* PROBLEM TO WORK ON
Transcribe the records below exactly as they appear.
------------------------------------------------
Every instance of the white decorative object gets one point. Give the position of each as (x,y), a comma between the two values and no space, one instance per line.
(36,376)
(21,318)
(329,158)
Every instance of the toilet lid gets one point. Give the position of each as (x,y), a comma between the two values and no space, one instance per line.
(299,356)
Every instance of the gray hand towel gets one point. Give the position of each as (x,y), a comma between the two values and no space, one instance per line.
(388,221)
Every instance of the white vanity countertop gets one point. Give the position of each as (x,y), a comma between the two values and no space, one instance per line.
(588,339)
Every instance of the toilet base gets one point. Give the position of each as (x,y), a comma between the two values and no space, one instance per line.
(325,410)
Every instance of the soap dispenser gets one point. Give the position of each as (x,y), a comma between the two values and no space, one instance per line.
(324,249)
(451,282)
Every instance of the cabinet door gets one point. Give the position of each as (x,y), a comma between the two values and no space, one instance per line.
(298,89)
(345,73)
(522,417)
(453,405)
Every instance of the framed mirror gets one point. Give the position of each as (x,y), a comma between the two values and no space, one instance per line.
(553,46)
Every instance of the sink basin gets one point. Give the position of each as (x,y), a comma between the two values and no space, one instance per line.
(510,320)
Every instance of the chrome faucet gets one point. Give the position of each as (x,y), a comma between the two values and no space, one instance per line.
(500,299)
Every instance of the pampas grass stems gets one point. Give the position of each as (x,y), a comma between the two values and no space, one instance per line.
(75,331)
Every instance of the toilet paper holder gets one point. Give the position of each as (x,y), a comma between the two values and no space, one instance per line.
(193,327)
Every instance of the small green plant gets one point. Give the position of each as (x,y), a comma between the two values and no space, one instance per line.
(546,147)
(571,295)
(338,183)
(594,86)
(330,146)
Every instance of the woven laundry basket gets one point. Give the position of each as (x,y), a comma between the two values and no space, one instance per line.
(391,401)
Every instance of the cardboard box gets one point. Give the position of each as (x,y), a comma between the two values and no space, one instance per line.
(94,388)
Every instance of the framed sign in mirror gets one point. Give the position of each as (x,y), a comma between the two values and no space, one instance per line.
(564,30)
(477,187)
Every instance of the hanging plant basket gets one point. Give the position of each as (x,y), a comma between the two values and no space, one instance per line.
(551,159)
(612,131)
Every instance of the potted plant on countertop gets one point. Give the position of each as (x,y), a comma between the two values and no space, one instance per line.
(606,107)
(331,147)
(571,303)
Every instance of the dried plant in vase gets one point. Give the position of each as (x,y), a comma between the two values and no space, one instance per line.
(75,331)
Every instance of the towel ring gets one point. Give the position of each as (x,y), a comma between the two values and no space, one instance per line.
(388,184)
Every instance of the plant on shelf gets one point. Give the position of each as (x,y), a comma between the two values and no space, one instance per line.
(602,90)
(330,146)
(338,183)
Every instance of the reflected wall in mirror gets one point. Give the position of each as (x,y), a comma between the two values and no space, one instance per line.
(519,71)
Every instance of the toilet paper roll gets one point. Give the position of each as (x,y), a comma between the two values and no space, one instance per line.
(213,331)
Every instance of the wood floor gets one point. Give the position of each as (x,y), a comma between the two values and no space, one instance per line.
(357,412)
------------------------------------------------
* RESPONSE TO THE TASK
Every instance of the white decorative object gets one point. Give the position of each as (x,y), a comma between the two values and no space, one instance per line.
(36,376)
(21,318)
(329,158)
Every instance of the toilet lid gets one point. Give the position of each as (x,y), a comma between the two values and no space, one instance per line.
(299,356)
Every instance of the gray hand towel gets one point. Give the position of each as (x,y), a comma between the two values and no space, one instance per line.
(388,221)
Every instance of the white vanity countertop gets one point. Give the position of each as (x,y), a comma between the two values and no space, one instance per line.
(588,339)
Every instance of the toilet base gets one point. Give the position of each as (x,y), a comma between the two values and no space, one instance per line.
(325,410)
Every instance of the soap dispenser gets one point. Give the position of each as (x,y), a comma between the two values and no space, one instance per line.
(324,249)
(451,282)
Every instance of the cabinet door gets one point. Give the position of each as (x,y), a comma between the two values and no space, one instance per line.
(298,89)
(345,73)
(522,417)
(453,405)
Every instance of the framed mirror gets one point. Give the position of each as (x,y), a comma between the two values and no space, one instance per line.
(553,46)
Every instance of the sink basin gets one point. Give the position of each as (x,y), a comma between the two values and no space, one instance per line.
(510,320)
Every instance of the chrome faucet gets one point. Give the position of each as (x,y), a comma between the two values and no space, one instance per line.
(500,299)
Every instance of the pampas grass stems gets one point. Give the position of each as (x,y), a comma between the two values and no space, one instance per line.
(75,331)
Every instance of the toilet paper holder gets one point. Give the position of each as (x,y), a comma between the two values and no space, one instance per line.
(193,327)
Every instance of the small green plant gets one point. Give the position of each as (x,y), a comma between the two values and no space, one instance per line.
(546,147)
(571,295)
(338,183)
(594,86)
(330,146)
Every instance of the woven laundry basket gets one point. Give the position of each as (x,y), a comma between the two values and no space, one instance per line.
(391,401)
Every instance of the cardboard box gets one point. Give the position of each as (x,y), a comma between the two values and no space, one instance per line.
(94,388)
Every instance of the framed sign in mirror gets one point. Give the position of each as (x,y), a comma between the two values and no space, one instance per line.
(564,30)
(477,187)
Every instance of the hanging plant basket gets one point. Give the position of each as (x,y), a comma between the two values and no space, one instance per line.
(551,159)
(612,131)
Every instance of the potted plant on countertop gets one point. Give the position of each as (x,y), a comma between the two values and no space, one instance per line.
(606,107)
(331,147)
(571,303)
Every instance of the dried plant in vase gets one point. Give the position of each as (x,y), a comma between the two values and no space, one instance per line.
(75,331)
Every instance of the towel ring gets one point. Give the position of each as (x,y), a comma between the two values and no space, one instance per line.
(388,184)
Every instance of the plant on shelf gets one point. Give the position of each as (x,y), a comma between the two values and no space, one instance per line.
(602,90)
(330,146)
(338,183)
Every instance of the reflected wall in mirror gets one point. Give the position of each as (x,y), a comma between the two values and no space, one instance per line.
(519,71)
Every instance of the toilet paper roll gets one point. Give the position of each as (x,y), a comma between the two values and no space, one instance per line.
(213,331)
Every instance of the wood floor gets one point. Give the position of each as (x,y), a comma between the two values and no space, one instance per line.
(357,412)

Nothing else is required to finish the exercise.